_Assignment_:
Could you restate the data word for word and drop the pictures?

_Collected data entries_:
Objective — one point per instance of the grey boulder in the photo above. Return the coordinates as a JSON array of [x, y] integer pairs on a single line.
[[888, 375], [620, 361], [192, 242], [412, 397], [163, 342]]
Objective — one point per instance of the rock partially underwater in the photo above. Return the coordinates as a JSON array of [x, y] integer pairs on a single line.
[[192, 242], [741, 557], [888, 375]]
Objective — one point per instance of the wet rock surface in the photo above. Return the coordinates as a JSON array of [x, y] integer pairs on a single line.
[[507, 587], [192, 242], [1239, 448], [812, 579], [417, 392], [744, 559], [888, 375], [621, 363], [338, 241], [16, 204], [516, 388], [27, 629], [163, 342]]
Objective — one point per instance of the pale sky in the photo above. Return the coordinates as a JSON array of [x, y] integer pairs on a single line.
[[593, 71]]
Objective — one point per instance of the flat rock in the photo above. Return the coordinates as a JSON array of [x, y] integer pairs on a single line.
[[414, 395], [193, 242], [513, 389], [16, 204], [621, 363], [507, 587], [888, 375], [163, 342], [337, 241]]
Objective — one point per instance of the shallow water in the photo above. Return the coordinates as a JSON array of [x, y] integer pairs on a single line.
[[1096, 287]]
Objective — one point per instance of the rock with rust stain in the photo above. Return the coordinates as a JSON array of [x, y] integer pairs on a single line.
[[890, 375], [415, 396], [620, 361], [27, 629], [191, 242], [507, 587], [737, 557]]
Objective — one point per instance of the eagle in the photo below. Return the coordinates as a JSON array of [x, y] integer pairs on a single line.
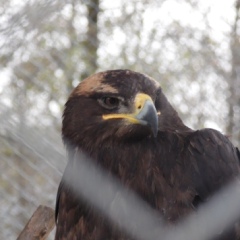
[[123, 121]]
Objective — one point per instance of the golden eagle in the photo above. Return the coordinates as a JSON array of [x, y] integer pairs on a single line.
[[122, 120]]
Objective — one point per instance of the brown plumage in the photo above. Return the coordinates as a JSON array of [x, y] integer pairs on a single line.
[[124, 123]]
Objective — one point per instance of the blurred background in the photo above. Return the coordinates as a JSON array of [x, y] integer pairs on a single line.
[[48, 46]]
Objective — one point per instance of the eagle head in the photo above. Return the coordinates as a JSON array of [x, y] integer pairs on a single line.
[[115, 105]]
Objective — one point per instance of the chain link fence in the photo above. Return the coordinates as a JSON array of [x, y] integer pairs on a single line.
[[47, 47]]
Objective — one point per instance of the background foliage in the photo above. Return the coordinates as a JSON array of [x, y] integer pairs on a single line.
[[46, 47]]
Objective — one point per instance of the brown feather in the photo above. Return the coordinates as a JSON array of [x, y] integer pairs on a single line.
[[173, 173]]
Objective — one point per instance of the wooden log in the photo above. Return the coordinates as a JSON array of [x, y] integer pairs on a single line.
[[39, 225]]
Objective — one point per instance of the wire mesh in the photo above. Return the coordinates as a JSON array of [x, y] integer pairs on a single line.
[[47, 47]]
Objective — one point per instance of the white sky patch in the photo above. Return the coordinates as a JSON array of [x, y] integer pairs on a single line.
[[5, 76]]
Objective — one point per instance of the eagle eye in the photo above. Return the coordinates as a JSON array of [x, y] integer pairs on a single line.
[[109, 102]]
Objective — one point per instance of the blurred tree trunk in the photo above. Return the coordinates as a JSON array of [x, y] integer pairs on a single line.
[[234, 81], [91, 42]]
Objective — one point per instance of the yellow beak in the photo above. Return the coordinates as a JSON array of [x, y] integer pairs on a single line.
[[144, 113]]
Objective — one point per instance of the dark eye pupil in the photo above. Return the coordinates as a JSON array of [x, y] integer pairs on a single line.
[[111, 101]]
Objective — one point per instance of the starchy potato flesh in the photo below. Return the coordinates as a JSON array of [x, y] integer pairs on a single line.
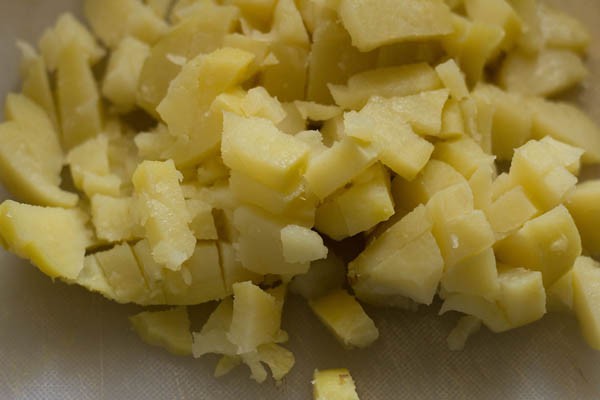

_Exercise result_:
Objective — one point per instance of the grey boulder in the photo above. Return the coordinates as a JSON array of [x, y] integer pairs on a single line.
[[888, 375], [620, 361], [192, 242], [412, 397], [163, 342]]
Objective — one point per instance of the rock partially underwater in the photo above. Return the coordinates as a JSON array of [x, y] integer pairs on a single line.
[[192, 242], [741, 557], [888, 375]]
Objective — one point per instance of the wet rock surface in the photo above. Return the coordinates as a JSON array of [x, y] integer pairs on a single line.
[[507, 587], [192, 242], [1239, 448], [812, 579], [417, 392], [744, 559], [888, 375], [621, 363], [338, 241], [16, 204], [516, 388], [27, 629], [163, 342]]
Objective — one point per instance of the pale sky in the photo above. Return the coordinates as a JSON array of [x, y] integer pairs on a single line.
[[593, 71]]
Objective — one point per instance of the flat rock in the photo above. Return the coordinates as a JSON array of [x, y] integer pairs on a single line.
[[414, 395], [193, 242], [513, 389], [16, 204], [621, 363], [507, 587], [888, 375], [163, 342], [337, 241]]
Objective — one point per instance of the shallow water in the photo above. Return the coordinates as a JSON array of [x, y] integer pairs on a single line.
[[1096, 287]]
Objective — one point per instance of the rock with rust stain in the photo above. Return the coordinates as a JSON array of [x, y] integer pairs on a single line.
[[890, 375], [415, 396], [620, 361], [27, 629], [191, 242], [507, 587], [737, 557]]
Objective — one point per instance of the eagle in the photo below. Return the coordinates as a JSON array of [x, y] integer pairs on a single line.
[[123, 121]]
Objective — one point per instance of the golden eagle in the photo above. Return the coordinates as a JSON array of [x, y] integer pairs on a single line.
[[122, 120]]
Objective — one point per instance of the brown plumage in the photo above. Return the coordinates as a JSON array of [x, y] integer pairs on a single line.
[[124, 123]]
Objective — one point per instance of the blurred background in the photo above. Return the coordinates as a JSON array of [x, y] integer pairs on a single line.
[[48, 46]]
Objective — one point per instance of the eagle head in the photo above. Return the coordinates as a JSON array of [x, y] integer pairs on a single line.
[[115, 105]]
Objective — one point per instance of the chain link fence in the photo above. Return the coordinates as a JSON array of [x, y] integer pairs on a single line.
[[47, 47]]
Objective — one point per instance of the background foliage in the photo above. Return the coordinates as a JSON array of [x, y] integer pairs on a single line.
[[46, 47]]
Objective — one point per instance of the brown feather in the photo above. Return the coordinates as a JSON array of [x, y] integer pairs on a single line.
[[173, 173]]
Objective — one point per instance of the wooden log in the photo above. Return the coordinates as a JSON array of [x, y] integer pairs on a single line.
[[39, 225]]
Objective — one point per instance of the wire mesh in the photo above. Return the coordinates as a JSON array of [x, y] integer pairs on a single line.
[[47, 47]]
Objective — one point per instance of the white sky patch in the photo above. Return the coordinates as a JSON array of [x, y] integer pairs on a single line.
[[5, 76]]
Objective — one point per instance of the eagle eye in the photo above. Return the coordinates as a JSON array of [x, y] integer pairs on a single line.
[[109, 102]]
Objective — one point per instance of the blurred tree trunk in the photo above. Return the coordinates as a JSON array of [x, y] integer pairs on a single line.
[[234, 81], [91, 42]]
Objective — one point per instance of the yellow beak in the photo above. Return the coordinates as a JSON array of [x, y] integer pairs on a single line.
[[144, 113]]
Objective — one point per instance of the dark eye pupil in the photo above. Return the coordinates as a JSON array of [x, y] integer pairs on a single line.
[[111, 101]]
Objective — one point per instance of the starchy potato flesh in the photo below. Return the coordinates as a JSON array of [x, y] integer pairs on a single line.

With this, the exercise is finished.